── DATA FOR THE TASK

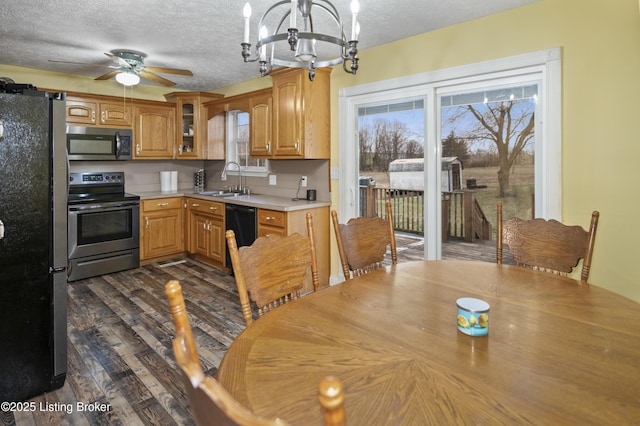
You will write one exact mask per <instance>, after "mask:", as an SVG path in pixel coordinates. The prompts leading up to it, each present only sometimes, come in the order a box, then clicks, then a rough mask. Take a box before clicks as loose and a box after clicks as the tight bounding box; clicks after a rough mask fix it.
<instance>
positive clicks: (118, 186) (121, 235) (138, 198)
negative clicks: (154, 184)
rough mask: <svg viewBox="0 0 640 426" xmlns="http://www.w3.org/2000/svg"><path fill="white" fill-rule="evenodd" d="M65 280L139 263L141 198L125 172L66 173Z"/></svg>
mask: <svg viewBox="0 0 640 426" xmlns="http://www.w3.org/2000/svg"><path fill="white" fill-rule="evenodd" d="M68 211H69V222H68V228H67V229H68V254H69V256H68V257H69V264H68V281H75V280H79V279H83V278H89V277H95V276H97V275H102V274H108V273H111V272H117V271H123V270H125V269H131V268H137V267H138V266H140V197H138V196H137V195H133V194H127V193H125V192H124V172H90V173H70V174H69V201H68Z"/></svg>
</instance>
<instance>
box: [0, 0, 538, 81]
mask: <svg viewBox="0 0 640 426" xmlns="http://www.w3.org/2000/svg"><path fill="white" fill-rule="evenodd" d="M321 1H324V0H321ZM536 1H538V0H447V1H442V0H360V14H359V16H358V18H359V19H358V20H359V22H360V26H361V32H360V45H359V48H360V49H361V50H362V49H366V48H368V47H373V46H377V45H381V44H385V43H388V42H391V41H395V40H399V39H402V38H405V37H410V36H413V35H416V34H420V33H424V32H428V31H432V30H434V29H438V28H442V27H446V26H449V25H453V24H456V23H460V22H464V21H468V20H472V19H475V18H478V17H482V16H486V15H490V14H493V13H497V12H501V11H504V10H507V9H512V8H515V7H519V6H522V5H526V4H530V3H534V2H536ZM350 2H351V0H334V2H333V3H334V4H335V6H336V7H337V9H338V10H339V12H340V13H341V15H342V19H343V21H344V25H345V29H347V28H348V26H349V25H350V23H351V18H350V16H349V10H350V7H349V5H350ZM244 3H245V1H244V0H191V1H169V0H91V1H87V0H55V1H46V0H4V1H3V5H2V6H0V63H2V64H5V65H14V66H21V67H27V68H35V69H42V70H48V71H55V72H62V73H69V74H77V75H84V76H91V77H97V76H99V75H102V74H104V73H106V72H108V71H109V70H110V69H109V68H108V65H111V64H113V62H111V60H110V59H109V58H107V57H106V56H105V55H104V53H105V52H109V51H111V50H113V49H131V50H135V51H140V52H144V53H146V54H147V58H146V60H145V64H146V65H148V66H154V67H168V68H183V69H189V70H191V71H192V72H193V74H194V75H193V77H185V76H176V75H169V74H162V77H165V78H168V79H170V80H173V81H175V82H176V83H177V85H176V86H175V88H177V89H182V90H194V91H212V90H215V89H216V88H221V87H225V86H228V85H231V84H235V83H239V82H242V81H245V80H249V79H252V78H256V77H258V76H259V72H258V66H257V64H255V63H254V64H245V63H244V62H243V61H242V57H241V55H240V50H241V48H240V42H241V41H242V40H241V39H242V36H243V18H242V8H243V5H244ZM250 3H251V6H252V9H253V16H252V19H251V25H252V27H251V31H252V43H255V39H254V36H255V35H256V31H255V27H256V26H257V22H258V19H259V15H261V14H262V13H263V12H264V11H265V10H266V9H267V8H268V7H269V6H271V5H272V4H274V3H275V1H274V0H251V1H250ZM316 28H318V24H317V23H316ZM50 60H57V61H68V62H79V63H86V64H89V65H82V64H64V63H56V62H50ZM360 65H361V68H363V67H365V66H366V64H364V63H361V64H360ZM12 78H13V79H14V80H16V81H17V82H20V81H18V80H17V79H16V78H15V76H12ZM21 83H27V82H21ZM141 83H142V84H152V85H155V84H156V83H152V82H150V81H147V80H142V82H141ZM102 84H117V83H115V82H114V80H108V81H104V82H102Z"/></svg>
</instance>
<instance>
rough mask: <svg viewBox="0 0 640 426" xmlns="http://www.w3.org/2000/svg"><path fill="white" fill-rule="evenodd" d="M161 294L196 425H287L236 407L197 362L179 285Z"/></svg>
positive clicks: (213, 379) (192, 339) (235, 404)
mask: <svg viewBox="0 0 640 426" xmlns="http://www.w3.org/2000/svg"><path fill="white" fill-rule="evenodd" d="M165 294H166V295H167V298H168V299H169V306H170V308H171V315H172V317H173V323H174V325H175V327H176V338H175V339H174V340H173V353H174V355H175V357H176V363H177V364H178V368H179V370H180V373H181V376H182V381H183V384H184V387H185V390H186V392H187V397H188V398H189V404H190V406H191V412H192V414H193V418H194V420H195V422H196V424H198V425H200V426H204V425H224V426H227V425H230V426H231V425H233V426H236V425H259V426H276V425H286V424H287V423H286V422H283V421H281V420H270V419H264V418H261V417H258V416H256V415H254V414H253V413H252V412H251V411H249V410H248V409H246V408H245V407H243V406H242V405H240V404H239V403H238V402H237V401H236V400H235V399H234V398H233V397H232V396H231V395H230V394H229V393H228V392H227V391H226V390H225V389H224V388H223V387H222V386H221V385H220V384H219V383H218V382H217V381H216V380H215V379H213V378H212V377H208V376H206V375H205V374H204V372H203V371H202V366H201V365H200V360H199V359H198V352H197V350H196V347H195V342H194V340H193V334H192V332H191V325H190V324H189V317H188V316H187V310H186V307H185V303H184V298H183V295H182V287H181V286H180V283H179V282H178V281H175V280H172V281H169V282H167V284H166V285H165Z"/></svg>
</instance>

────

*TASK REQUIREMENTS*. Rewrite the listing above with every "rough mask" swapped for "coarse mask" and everything else kept unchanged. Leave the picture lines out of your answer.

*SOLUTION FOR THIS TASK*.
You will write one exact mask per <instance>, after "mask:", as an SVG path in pixel coordinates. The prompts leading up to it, each present only sometimes, come in the order a box, then clicks, then a coarse mask. Take a box before clicks as loose and a box after clicks as the tight bounding box; clicks after a coarse mask fix it.
<instance>
positive clicks: (118, 186) (121, 235) (138, 198)
negative clicks: (154, 184)
coarse mask: <svg viewBox="0 0 640 426" xmlns="http://www.w3.org/2000/svg"><path fill="white" fill-rule="evenodd" d="M65 280L139 263L141 198L125 172L66 173Z"/></svg>
mask: <svg viewBox="0 0 640 426" xmlns="http://www.w3.org/2000/svg"><path fill="white" fill-rule="evenodd" d="M68 211H69V222H68V228H67V229H68V254H69V256H68V257H69V264H68V281H75V280H79V279H83V278H89V277H95V276H97V275H102V274H108V273H111V272H117V271H123V270H125V269H131V268H137V267H138V266H140V197H138V196H137V195H133V194H127V193H125V192H124V172H90V173H70V174H69V201H68Z"/></svg>
</instance>
<instance>
box: [0, 0, 538, 81]
mask: <svg viewBox="0 0 640 426" xmlns="http://www.w3.org/2000/svg"><path fill="white" fill-rule="evenodd" d="M321 1H324V0H321ZM536 1H538V0H447V1H442V0H360V14H359V16H358V18H359V19H358V20H359V22H360V26H361V32H360V45H359V48H360V49H361V50H362V49H366V48H368V47H373V46H377V45H381V44H385V43H388V42H391V41H395V40H399V39H402V38H405V37H410V36H413V35H416V34H420V33H424V32H428V31H432V30H434V29H438V28H442V27H446V26H449V25H453V24H456V23H460V22H464V21H468V20H472V19H475V18H478V17H482V16H486V15H490V14H493V13H497V12H501V11H504V10H507V9H512V8H515V7H519V6H522V5H526V4H530V3H534V2H536ZM350 2H351V0H334V2H333V3H334V4H335V6H336V7H337V9H338V10H339V12H340V13H341V15H342V19H343V21H344V25H345V29H347V28H348V26H349V25H350V23H351V18H350V16H349V10H350V7H349V5H350ZM244 3H245V1H244V0H191V1H169V0H91V1H87V0H55V1H46V0H4V1H3V5H2V6H0V63H2V64H5V65H14V66H21V67H27V68H35V69H42V70H48V71H55V72H62V73H69V74H77V75H84V76H91V77H97V76H99V75H102V74H104V73H106V72H108V71H109V70H110V69H109V68H108V65H111V64H113V62H111V60H110V59H109V58H107V57H106V56H105V55H104V53H105V52H109V51H111V50H113V49H131V50H135V51H140V52H144V53H146V54H147V58H146V60H145V64H146V65H148V66H154V67H168V68H183V69H189V70H191V71H192V72H193V74H194V75H193V77H185V76H176V75H169V74H162V77H165V78H168V79H170V80H173V81H175V82H176V83H177V85H176V86H175V88H177V89H182V90H194V91H212V90H215V89H216V88H221V87H225V86H228V85H231V84H235V83H239V82H242V81H245V80H249V79H252V78H256V77H258V76H259V72H258V66H257V64H255V63H254V64H245V63H244V62H243V61H242V57H241V55H240V50H241V48H240V42H241V41H242V40H241V39H242V36H243V18H242V8H243V5H244ZM250 3H251V6H252V9H253V16H252V19H251V25H252V27H251V31H252V43H255V39H254V36H255V35H256V31H255V27H256V26H257V22H258V19H259V15H261V14H262V13H263V12H264V11H265V10H266V9H267V8H268V7H269V6H271V5H272V4H274V3H275V1H274V0H251V1H250ZM316 28H318V24H317V23H316ZM50 60H57V61H68V62H79V63H86V64H89V65H82V64H64V63H56V62H50ZM360 65H361V68H363V67H365V66H366V64H364V63H361V64H360ZM12 78H13V79H14V80H16V81H17V82H20V81H18V80H17V79H16V78H15V76H12ZM21 83H27V82H21ZM141 83H142V84H152V85H155V84H156V83H152V82H150V81H147V80H142V82H141ZM102 84H117V83H115V82H114V80H108V81H104V82H102Z"/></svg>
</instance>
<instance>
coarse mask: <svg viewBox="0 0 640 426" xmlns="http://www.w3.org/2000/svg"><path fill="white" fill-rule="evenodd" d="M161 294L196 425H287L236 407L197 362L179 285Z"/></svg>
positive clicks: (213, 379) (192, 339) (235, 404)
mask: <svg viewBox="0 0 640 426" xmlns="http://www.w3.org/2000/svg"><path fill="white" fill-rule="evenodd" d="M165 294H166V295H167V298H168V299H169V306H170V308H171V315H172V317H173V323H174V325H175V327H176V338H175V339H174V340H173V353H174V355H175V357H176V363H177V364H178V368H179V370H180V373H181V376H182V381H183V384H184V387H185V390H186V392H187V397H188V398H189V404H190V406H191V412H192V414H193V418H194V420H195V422H196V424H198V425H200V426H204V425H224V426H227V425H230V426H231V425H233V426H236V425H259V426H276V425H286V424H287V423H286V422H283V421H281V420H270V419H264V418H261V417H258V416H256V415H254V414H253V413H252V412H251V411H249V410H248V409H246V408H245V407H243V406H242V405H240V404H239V403H238V402H237V401H236V400H235V399H234V398H233V397H232V396H231V395H230V394H229V393H228V392H227V391H226V390H225V389H224V388H223V387H222V386H221V385H220V384H219V383H218V382H217V381H216V380H215V379H213V378H212V377H208V376H206V375H205V374H204V372H203V371H202V366H201V365H200V360H199V359H198V352H197V350H196V347H195V342H194V340H193V334H192V332H191V325H190V324H189V317H188V316H187V310H186V307H185V303H184V298H183V295H182V287H181V286H180V283H179V282H178V281H175V280H172V281H169V282H167V284H166V285H165Z"/></svg>
</instance>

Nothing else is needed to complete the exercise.